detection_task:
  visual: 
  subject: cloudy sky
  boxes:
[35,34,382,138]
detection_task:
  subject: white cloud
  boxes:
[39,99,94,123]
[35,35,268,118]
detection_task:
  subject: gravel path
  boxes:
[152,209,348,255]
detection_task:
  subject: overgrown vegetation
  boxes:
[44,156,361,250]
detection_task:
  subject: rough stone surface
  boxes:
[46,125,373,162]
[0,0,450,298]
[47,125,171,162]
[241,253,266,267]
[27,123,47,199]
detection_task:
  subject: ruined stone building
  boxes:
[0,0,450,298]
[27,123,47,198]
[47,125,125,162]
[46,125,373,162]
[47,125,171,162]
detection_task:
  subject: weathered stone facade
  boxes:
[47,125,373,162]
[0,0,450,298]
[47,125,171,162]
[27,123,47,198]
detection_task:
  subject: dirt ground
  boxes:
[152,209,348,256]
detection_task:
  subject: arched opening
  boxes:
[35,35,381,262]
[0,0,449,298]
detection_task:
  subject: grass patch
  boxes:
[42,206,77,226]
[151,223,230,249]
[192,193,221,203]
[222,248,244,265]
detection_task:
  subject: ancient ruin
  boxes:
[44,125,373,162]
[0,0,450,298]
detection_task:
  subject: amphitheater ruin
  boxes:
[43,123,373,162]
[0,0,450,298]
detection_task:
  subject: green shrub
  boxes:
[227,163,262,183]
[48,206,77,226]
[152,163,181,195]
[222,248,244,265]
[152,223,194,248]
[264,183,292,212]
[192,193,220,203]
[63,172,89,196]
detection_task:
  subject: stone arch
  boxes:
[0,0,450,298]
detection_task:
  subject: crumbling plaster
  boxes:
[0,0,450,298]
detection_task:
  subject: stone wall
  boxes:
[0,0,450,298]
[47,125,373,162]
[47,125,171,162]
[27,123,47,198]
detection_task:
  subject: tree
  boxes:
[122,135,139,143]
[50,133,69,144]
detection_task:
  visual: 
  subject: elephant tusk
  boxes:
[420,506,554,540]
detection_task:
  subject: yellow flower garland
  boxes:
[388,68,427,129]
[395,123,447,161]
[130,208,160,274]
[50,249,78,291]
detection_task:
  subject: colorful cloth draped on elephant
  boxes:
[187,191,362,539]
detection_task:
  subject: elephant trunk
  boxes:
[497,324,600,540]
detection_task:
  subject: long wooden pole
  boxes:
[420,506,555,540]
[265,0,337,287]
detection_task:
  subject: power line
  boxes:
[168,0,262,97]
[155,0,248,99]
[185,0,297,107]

*-*-*

[TASK PROMPT]:
Please recast all the records above as a JSON list of strings, one string per line, leaving out any blank lines.

[THE OUTPUT]:
[
  "detection_task:",
  "  visual: ",
  "  subject: cloudy sky",
  "  boxes:",
  "[35,34,382,138]",
  "detection_task:",
  "  subject: white cloud",
  "  boxes:",
  "[39,99,94,123]",
  "[35,35,268,118]",
  "detection_task:",
  "  subject: gravel path",
  "  boxes:",
  "[152,209,348,255]",
  "detection_task:",
  "  subject: overgrown vegetation",
  "  boxes:",
  "[44,156,361,250]",
  "detection_task:",
  "  subject: rough stone surface",
  "  boxes:",
  "[46,125,373,162]",
  "[0,0,450,298]",
  "[47,125,171,162]",
  "[241,253,266,267]",
  "[27,123,47,199]",
  "detection_task:",
  "  subject: ruined stone building",
  "  boxes:",
  "[0,0,450,298]",
  "[27,123,47,198]",
  "[47,125,125,162]",
  "[46,125,373,162]",
  "[47,125,171,162]",
  "detection_task:",
  "  subject: weathered stone facade",
  "  boxes:",
  "[47,125,373,162]",
  "[0,0,450,298]",
  "[47,125,171,162]",
  "[27,123,47,198]",
  "detection_task:",
  "  subject: dirt ground",
  "  boxes:",
  "[152,209,348,256]",
  "detection_task:",
  "  subject: arched opening",
  "  boxes:",
  "[35,35,381,262]",
  "[0,0,449,298]",
  "detection_task:",
  "  subject: grass patch",
  "  boxes:",
  "[42,206,77,226]",
  "[151,223,230,249]",
  "[192,193,221,203]",
  "[222,248,244,265]",
  "detection_task:",
  "  subject: ancient ruin",
  "  boxes:",
  "[44,125,373,162]",
  "[0,0,450,298]",
  "detection_task:",
  "  subject: amphitheater ruin",
  "  boxes:",
  "[43,123,373,162]",
  "[0,0,450,298]",
  "detection_task:",
  "  subject: green shrub",
  "  boxes:",
  "[227,163,262,183]",
  "[48,206,77,226]",
  "[152,163,181,195]",
  "[222,248,244,265]",
  "[152,223,194,248]",
  "[264,183,292,212]",
  "[192,193,220,203]",
  "[63,172,89,196]",
  "detection_task:",
  "  subject: stone arch",
  "  boxes:",
  "[0,0,450,298]",
  "detection_task:",
  "  subject: crumbling plaster",
  "  boxes:",
  "[0,0,450,298]",
  "detection_task:",
  "  subject: stone wall",
  "  boxes:",
  "[0,0,450,298]",
  "[47,125,373,162]",
  "[47,125,171,162]",
  "[27,123,47,198]",
  "detection_task:",
  "  subject: tree",
  "  boxes:",
  "[122,135,139,143]",
  "[50,133,69,144]",
  "detection_task:",
  "  visual: ",
  "  subject: elephant tusk",
  "  boxes:",
  "[420,506,554,540]",
  "detection_task:",
  "  subject: yellow flower garland",
  "  boxes:",
  "[388,68,427,129]",
  "[395,123,447,161]",
  "[130,208,160,274]",
  "[50,249,78,291]",
  "detection_task:",
  "  subject: colorful cloth draped on elephant",
  "  boxes:",
  "[187,191,362,539]",
  "detection_task:",
  "  subject: elephant trunk",
  "  boxes:",
  "[497,324,600,540]",
  "detection_task:",
  "  subject: long wooden pole",
  "  boxes:",
  "[420,506,555,540]",
  "[265,0,337,287]",
  "detection_task:",
  "  subject: power line",
  "  boxes:",
  "[168,0,262,97]",
  "[155,0,248,99]",
  "[185,0,297,107]"
]